* [Task]: Could you print every entry below exactly as given?

(Records from a data collection)
###

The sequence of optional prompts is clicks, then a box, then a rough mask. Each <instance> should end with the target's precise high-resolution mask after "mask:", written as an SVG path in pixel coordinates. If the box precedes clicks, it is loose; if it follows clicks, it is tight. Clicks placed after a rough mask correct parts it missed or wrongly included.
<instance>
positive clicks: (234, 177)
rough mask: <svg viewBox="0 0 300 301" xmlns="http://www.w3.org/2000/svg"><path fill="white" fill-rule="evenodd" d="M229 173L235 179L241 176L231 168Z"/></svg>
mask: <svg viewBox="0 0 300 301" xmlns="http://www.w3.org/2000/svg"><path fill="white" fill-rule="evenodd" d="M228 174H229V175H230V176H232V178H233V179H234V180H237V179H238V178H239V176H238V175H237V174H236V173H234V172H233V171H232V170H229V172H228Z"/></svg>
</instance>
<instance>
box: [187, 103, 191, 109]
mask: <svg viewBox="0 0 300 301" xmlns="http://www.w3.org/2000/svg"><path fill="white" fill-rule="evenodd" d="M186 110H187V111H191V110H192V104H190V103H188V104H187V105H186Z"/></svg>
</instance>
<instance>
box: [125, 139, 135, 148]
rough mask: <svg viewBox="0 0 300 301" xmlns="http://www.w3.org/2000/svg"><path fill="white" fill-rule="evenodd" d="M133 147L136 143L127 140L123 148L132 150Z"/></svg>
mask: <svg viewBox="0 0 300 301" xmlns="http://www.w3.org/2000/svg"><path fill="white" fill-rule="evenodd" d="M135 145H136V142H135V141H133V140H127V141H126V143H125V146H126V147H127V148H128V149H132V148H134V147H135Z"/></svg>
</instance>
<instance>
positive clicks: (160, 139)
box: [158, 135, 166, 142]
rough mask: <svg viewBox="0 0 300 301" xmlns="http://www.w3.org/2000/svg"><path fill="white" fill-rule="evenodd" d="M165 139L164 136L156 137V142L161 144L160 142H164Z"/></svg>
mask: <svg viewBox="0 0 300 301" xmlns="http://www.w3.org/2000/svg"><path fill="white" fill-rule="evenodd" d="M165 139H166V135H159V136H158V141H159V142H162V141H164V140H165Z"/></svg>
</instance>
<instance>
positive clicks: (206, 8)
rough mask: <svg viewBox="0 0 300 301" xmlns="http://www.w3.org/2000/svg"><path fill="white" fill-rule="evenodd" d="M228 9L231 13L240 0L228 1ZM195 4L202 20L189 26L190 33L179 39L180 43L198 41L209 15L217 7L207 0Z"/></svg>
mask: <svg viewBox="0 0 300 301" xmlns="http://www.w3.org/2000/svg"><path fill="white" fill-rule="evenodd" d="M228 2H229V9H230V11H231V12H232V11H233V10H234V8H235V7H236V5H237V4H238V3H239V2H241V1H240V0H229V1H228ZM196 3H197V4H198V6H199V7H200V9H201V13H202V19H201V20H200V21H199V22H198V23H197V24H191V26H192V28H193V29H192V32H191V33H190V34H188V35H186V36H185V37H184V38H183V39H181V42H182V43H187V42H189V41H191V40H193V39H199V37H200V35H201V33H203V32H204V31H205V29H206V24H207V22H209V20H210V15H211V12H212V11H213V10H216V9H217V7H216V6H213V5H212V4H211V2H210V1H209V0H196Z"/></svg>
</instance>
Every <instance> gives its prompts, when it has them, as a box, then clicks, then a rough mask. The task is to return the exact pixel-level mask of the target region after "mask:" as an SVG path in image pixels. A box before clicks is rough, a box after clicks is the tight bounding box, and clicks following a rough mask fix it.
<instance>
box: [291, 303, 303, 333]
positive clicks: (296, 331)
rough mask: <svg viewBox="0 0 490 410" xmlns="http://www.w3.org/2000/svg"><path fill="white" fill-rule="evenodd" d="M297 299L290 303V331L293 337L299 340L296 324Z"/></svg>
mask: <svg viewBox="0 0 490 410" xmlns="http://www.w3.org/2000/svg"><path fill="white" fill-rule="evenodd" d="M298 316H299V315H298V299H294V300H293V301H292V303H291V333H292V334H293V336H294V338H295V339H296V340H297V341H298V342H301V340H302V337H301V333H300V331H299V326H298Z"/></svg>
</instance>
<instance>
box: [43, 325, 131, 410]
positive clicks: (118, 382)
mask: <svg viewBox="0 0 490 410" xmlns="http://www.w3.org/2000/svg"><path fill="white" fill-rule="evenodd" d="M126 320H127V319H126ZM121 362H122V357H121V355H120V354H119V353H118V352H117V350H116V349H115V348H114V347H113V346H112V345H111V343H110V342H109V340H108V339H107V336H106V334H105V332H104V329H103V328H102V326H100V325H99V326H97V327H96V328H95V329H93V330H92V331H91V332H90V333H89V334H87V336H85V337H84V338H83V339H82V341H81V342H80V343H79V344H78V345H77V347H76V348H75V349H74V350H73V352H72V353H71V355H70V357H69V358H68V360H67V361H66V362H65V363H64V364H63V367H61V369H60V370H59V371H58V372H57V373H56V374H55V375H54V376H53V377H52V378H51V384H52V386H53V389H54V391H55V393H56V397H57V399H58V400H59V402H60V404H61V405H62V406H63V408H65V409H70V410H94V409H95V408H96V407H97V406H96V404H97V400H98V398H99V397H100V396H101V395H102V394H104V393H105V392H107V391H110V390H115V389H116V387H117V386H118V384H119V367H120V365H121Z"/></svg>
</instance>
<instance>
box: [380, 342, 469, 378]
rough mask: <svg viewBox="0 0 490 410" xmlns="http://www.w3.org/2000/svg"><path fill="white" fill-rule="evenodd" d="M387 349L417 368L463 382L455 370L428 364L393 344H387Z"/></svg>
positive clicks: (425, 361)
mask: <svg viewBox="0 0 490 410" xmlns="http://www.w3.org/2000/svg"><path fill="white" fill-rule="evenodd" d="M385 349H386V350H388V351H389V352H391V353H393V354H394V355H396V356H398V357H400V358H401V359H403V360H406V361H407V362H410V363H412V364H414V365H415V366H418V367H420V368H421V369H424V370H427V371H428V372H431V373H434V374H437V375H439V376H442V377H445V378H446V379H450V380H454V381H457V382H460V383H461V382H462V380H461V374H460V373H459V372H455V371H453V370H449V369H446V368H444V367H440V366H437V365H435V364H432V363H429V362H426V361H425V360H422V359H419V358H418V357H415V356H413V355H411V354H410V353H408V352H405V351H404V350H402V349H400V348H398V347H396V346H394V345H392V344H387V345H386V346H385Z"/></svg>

###

* [Finished exercise]:
The sequence of optional prompts is clicks, then a box, then a rough mask. Each <instance> should end with the target's precise high-resolution mask after "mask:", written as an SVG path in pixel coordinates. If the box precedes clicks, it is loose; if it follows clicks, it is tight. Clicks placed after a rough mask correct parts it missed or wrongly included.
<instance>
positive clicks: (234, 177)
rough mask: <svg viewBox="0 0 300 301" xmlns="http://www.w3.org/2000/svg"><path fill="white" fill-rule="evenodd" d="M229 173L235 179L241 176L231 168Z"/></svg>
mask: <svg viewBox="0 0 300 301" xmlns="http://www.w3.org/2000/svg"><path fill="white" fill-rule="evenodd" d="M228 174H229V175H230V176H232V178H233V179H234V180H237V179H238V178H239V176H238V175H237V174H236V173H234V172H233V171H232V170H229V172H228Z"/></svg>
</instance>
<instance>
box: [187, 103, 191, 109]
mask: <svg viewBox="0 0 300 301" xmlns="http://www.w3.org/2000/svg"><path fill="white" fill-rule="evenodd" d="M186 110H187V111H191V110H192V104H190V103H188V104H187V105H186Z"/></svg>
</instance>
<instance>
box: [125, 139, 135, 148]
rough mask: <svg viewBox="0 0 300 301" xmlns="http://www.w3.org/2000/svg"><path fill="white" fill-rule="evenodd" d="M133 147L136 143L127 140L123 148L132 150Z"/></svg>
mask: <svg viewBox="0 0 300 301" xmlns="http://www.w3.org/2000/svg"><path fill="white" fill-rule="evenodd" d="M135 145H136V142H135V141H133V140H127V141H126V143H125V146H126V147H127V148H128V149H132V148H134V147H135Z"/></svg>
</instance>
<instance>
positive clicks: (160, 139)
box: [158, 135, 166, 142]
rough mask: <svg viewBox="0 0 300 301" xmlns="http://www.w3.org/2000/svg"><path fill="white" fill-rule="evenodd" d="M165 139L164 136L156 137V142L161 144L160 142H164Z"/></svg>
mask: <svg viewBox="0 0 300 301" xmlns="http://www.w3.org/2000/svg"><path fill="white" fill-rule="evenodd" d="M165 139H166V135H159V136H158V141H159V142H162V141H164V140H165Z"/></svg>
</instance>
<instance>
positive clicks: (206, 8)
rough mask: <svg viewBox="0 0 300 301" xmlns="http://www.w3.org/2000/svg"><path fill="white" fill-rule="evenodd" d="M228 9L231 13L240 0L228 1ZM195 4L202 20L189 26L190 33L179 39L180 43L198 41L209 15L217 7L207 0Z"/></svg>
mask: <svg viewBox="0 0 300 301" xmlns="http://www.w3.org/2000/svg"><path fill="white" fill-rule="evenodd" d="M228 2H229V9H230V11H231V12H232V11H233V10H234V8H235V7H236V5H237V4H238V3H239V2H241V1H240V0H229V1H228ZM196 3H197V4H198V6H199V7H200V9H201V13H202V19H201V20H200V21H199V22H198V23H197V24H191V26H192V28H193V29H192V32H191V33H190V34H188V35H186V36H185V37H184V38H183V39H181V42H182V43H187V42H189V41H191V40H193V39H199V37H200V35H201V33H203V32H204V31H205V29H206V24H207V22H209V20H210V15H211V12H212V11H213V10H216V9H217V7H216V6H213V5H212V4H211V2H210V1H209V0H196Z"/></svg>
</instance>
Every <instance> gives its prompts, when it has them, as a box, then clicks, then a rough mask. The task is to return the exact pixel-level mask of the target region after "mask:" as an SVG path in image pixels. A box before clicks is rough, a box after clicks is the tight bounding box, and clicks following a rough mask fix it.
<instance>
box: [291, 303, 303, 333]
positive clicks: (296, 331)
rough mask: <svg viewBox="0 0 490 410" xmlns="http://www.w3.org/2000/svg"><path fill="white" fill-rule="evenodd" d="M297 299L290 303V331L293 337L299 340L296 324Z"/></svg>
mask: <svg viewBox="0 0 490 410" xmlns="http://www.w3.org/2000/svg"><path fill="white" fill-rule="evenodd" d="M298 316H299V315H298V299H294V300H293V301H292V303H291V333H292V334H293V336H294V338H295V339H296V340H297V341H298V342H301V340H302V337H301V333H300V331H299V326H298Z"/></svg>
</instance>
<instance>
box: [43, 325, 131, 410]
positive clicks: (118, 382)
mask: <svg viewBox="0 0 490 410" xmlns="http://www.w3.org/2000/svg"><path fill="white" fill-rule="evenodd" d="M126 320H127V319H126ZM121 362H122V357H121V355H120V354H119V353H118V352H117V350H116V349H115V348H114V347H113V346H112V345H111V343H110V342H109V340H108V339H107V336H106V334H105V332H104V329H103V328H102V326H100V325H99V326H97V327H96V328H95V329H93V330H92V331H91V332H90V333H89V334H87V336H85V337H84V338H83V339H82V341H81V342H80V343H79V344H78V345H77V347H76V348H75V349H74V350H73V352H72V353H71V355H70V357H69V358H68V360H67V361H66V362H65V363H64V364H63V367H61V369H60V370H59V371H58V372H57V373H56V374H55V375H54V376H53V377H52V378H51V384H52V386H53V389H54V391H55V393H56V397H57V399H58V400H59V402H60V404H61V405H62V406H63V408H65V409H70V410H94V409H95V408H96V407H97V406H96V404H97V400H98V398H99V397H100V396H101V395H102V394H104V393H105V392H107V391H110V390H115V389H116V387H117V386H118V384H119V367H120V365H121Z"/></svg>
</instance>
<instance>
box: [380, 342, 469, 378]
rough mask: <svg viewBox="0 0 490 410" xmlns="http://www.w3.org/2000/svg"><path fill="white" fill-rule="evenodd" d="M387 349L417 368L463 382L455 370L428 364L393 344H387Z"/></svg>
positive clicks: (425, 361)
mask: <svg viewBox="0 0 490 410" xmlns="http://www.w3.org/2000/svg"><path fill="white" fill-rule="evenodd" d="M385 349H386V350H388V351H389V352H391V353H393V354H394V355H396V356H398V357H400V358H401V359H403V360H406V361H407V362H410V363H412V364H414V365H415V366H418V367H420V368H421V369H424V370H427V371H428V372H431V373H434V374H437V375H439V376H442V377H445V378H446V379H450V380H454V381H457V382H460V383H461V382H462V380H461V374H460V373H459V372H455V371H453V370H449V369H446V368H444V367H440V366H437V365H435V364H432V363H429V362H426V361H425V360H422V359H419V358H418V357H415V356H413V355H411V354H410V353H408V352H405V351H404V350H402V349H400V348H398V347H396V346H394V345H392V344H387V345H386V346H385Z"/></svg>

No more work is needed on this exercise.